Entries from a pointing dataset
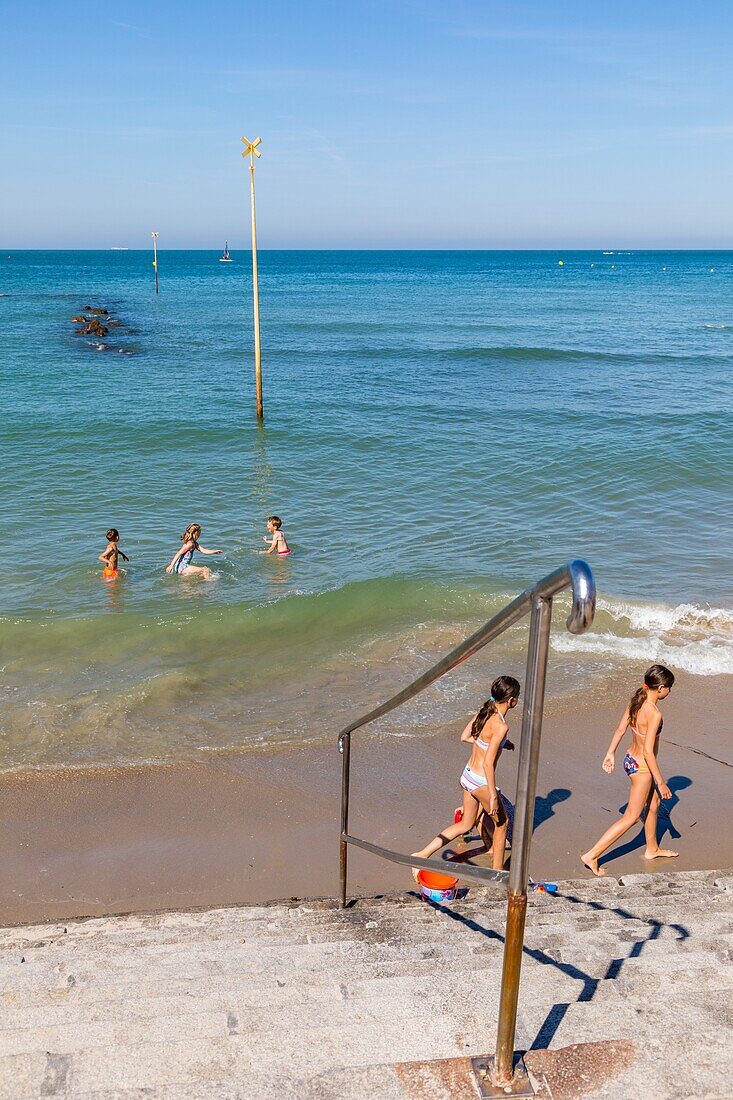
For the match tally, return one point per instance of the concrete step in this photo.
(286, 1001)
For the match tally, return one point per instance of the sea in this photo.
(441, 429)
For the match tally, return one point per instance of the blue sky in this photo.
(391, 123)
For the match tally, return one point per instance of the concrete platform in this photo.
(302, 1000)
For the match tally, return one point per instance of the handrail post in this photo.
(345, 748)
(532, 723)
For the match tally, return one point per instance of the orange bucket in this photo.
(435, 887)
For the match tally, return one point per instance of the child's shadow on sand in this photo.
(544, 810)
(664, 822)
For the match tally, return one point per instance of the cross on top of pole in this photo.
(251, 146)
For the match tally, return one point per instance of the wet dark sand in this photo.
(259, 826)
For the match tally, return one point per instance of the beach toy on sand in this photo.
(435, 887)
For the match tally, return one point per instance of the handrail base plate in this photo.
(521, 1087)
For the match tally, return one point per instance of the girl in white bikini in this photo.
(643, 718)
(487, 734)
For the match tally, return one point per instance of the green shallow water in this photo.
(441, 428)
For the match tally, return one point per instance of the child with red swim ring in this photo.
(110, 556)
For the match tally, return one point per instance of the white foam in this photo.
(684, 618)
(701, 659)
(686, 636)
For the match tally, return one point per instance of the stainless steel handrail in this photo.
(537, 601)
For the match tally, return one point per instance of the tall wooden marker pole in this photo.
(154, 235)
(252, 151)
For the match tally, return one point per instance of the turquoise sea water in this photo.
(440, 429)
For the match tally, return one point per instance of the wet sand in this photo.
(258, 826)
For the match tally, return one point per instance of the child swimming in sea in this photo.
(181, 562)
(110, 556)
(279, 543)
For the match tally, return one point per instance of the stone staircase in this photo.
(304, 1000)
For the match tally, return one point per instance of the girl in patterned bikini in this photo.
(643, 718)
(487, 734)
(181, 561)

Task objective: Give again the lines from the line holding "ring in this photo." through the close of the listing, both included, exactly as written and with nothing else.

Reply:
For the match tally, return one point per instance of the child with red swim ring in this photo.
(110, 556)
For the match tally, return one point per instance of the white foam in this photo.
(684, 618)
(701, 659)
(686, 636)
For the match tally, return one point per instance of the stainless steel handrail in this photo.
(537, 601)
For the match tally, return one point per instance of the tall wooden marker pole in this photo.
(154, 235)
(252, 151)
For the match tally, return one point per instance of the turquoise sea water in this photo.
(440, 429)
For the match tally, return one point per instance of the wet sand in this photo.
(258, 826)
For the match tally, return one point per instance of the child swimming in sea in this photo.
(181, 562)
(110, 556)
(279, 543)
For the match tally, return one point per instance of the stone staircase in this photo.
(304, 1000)
For the match tally, return one point per instance of the girl in patterned bikini in this photo.
(643, 718)
(487, 734)
(181, 561)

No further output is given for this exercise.